Stated exercise:
Output each entry that follows exactly. Images stay out.

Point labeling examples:
================

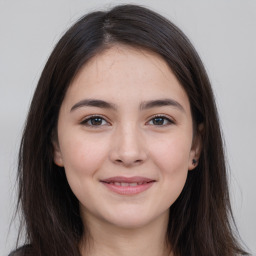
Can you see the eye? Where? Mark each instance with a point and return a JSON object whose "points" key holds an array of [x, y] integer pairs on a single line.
{"points": [[94, 121], [160, 121]]}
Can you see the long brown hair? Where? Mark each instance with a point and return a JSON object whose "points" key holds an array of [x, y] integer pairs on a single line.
{"points": [[200, 221]]}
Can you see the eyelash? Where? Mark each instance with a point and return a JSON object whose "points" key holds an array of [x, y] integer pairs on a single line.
{"points": [[166, 121], [91, 118]]}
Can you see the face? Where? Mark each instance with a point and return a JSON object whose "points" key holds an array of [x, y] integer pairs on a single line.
{"points": [[125, 137]]}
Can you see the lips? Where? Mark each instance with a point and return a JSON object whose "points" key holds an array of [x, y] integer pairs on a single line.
{"points": [[128, 186]]}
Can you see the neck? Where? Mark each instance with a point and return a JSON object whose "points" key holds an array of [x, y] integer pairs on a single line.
{"points": [[106, 239]]}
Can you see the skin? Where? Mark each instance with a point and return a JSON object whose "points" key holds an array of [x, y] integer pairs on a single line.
{"points": [[126, 139]]}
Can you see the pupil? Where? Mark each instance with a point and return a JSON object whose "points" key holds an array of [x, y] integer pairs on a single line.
{"points": [[96, 121], [158, 121]]}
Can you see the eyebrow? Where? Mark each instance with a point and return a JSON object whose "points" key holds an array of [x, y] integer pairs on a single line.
{"points": [[94, 103], [143, 106], [161, 103]]}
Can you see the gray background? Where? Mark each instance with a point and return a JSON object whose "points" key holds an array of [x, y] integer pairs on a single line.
{"points": [[224, 33]]}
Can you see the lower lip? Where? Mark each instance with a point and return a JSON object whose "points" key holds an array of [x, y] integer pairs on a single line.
{"points": [[128, 190]]}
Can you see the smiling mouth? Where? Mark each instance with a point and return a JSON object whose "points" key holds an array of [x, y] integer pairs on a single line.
{"points": [[128, 186]]}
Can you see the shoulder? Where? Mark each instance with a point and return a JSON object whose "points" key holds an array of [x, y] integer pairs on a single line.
{"points": [[22, 251]]}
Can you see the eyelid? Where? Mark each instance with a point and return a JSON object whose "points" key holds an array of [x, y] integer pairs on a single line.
{"points": [[87, 118], [167, 117]]}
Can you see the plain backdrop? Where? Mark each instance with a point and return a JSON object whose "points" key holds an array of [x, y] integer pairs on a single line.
{"points": [[223, 32]]}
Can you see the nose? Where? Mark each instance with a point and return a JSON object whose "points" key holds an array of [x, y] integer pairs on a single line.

================

Result of this exercise:
Can you see the eye? Where? Mark each instance with a point and return a JSON object whose "points" key holds an array of [x, y] integer pairs on a single line.
{"points": [[94, 121], [160, 121]]}
Can you see the long brown hair? Where? Mark each instance with a point and return a JSON object whose "points" key holds an array of [x, y] integer pairs on a single line.
{"points": [[200, 221]]}
Can you see the eyelash? Where? Mark each instance with a point and return a JSON object whose "points" key holds an array of [x, y] integer pairs on a single line.
{"points": [[166, 121], [91, 118]]}
Can you see the face? Where? Mark each instance with a point and return a JSON object whose "points" key holds an array of [x, y] integer pairs on a single line.
{"points": [[125, 137]]}
Can you see the lips? Where? Mark each instance with a point and return a JSON object whose "points" key holds an array of [x, y] integer pairs on a single line.
{"points": [[128, 186]]}
Can you see the neck? Where? Mark each instance with a point and return a JSON object whose "points" key holds an array of [x, y] integer pairs on a single line.
{"points": [[106, 239]]}
Can you see the skin? Where? Mark each instance with a point and return a JSON object whose "points" key holds an array of [x, y] integer pairs on a single line.
{"points": [[126, 139]]}
Can you see the pupil? Where? Mark each instance with a point and return a JSON object whose "points" key holds an array of [x, y] integer pairs on a single line.
{"points": [[96, 121], [158, 121]]}
Can you see the eyebrow? Where? Mark each instance with a point and return a JSON object whose "points" key holds an array of [x, y] integer pairs on a single line.
{"points": [[94, 103], [143, 106], [161, 103]]}
Can you see the gray background? Where? Mark each instance with a point and return a JSON object whose "points" key holds an array of [x, y] integer pairs on a single line.
{"points": [[224, 33]]}
Can you see the lower lip? Where? Mark each instance with a point and return a JSON object whose "points" key holds an array of [x, y] integer pairs on a single line.
{"points": [[128, 190]]}
Can you see the smiling mouth? Where? Mark each instance with a point and return a JSON object whose "points" key holds an array of [x, y] integer pairs on a single line.
{"points": [[128, 186]]}
Can you see the shoulder? Where? Mark each instance with a point and return a JSON object whose "points" key holds an array of [x, y] integer pairs on a single line.
{"points": [[22, 251]]}
Can you see the eyelid? Where? Mark each instance with a point and return a JSON object whose "points" key holds an array of [x, y] integer pairs on a single line.
{"points": [[87, 118], [167, 117]]}
Can you see the plain backdrop? Where? Mark each instance with a point and return a JSON object whose "points" key holds an array of [x, y] integer pairs on a single line.
{"points": [[223, 32]]}
Can you see the nose? Where? Mark each instance with a point and return a JSON object whose "points" key holds an array of [x, y] integer pairs on a single line.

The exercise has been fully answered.